Data extracts:

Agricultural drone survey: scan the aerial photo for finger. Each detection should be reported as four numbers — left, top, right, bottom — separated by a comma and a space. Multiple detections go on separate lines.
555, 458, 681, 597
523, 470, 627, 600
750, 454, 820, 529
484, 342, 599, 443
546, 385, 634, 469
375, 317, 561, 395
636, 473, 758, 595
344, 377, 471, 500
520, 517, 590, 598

Exercise requirements:
Retype the records above in full, exactly as they appear.

Answer to this task:
Agricultural drone survey: scan the aerial photo for finger. Each detection should be reported as four numbers — left, top, right, bottom — separated by a comma and a space. Multiple detections go on separate lines.
555, 458, 681, 597
523, 470, 627, 600
750, 454, 820, 529
484, 342, 599, 443
546, 385, 634, 469
375, 317, 561, 395
636, 473, 758, 595
344, 377, 471, 500
520, 517, 590, 598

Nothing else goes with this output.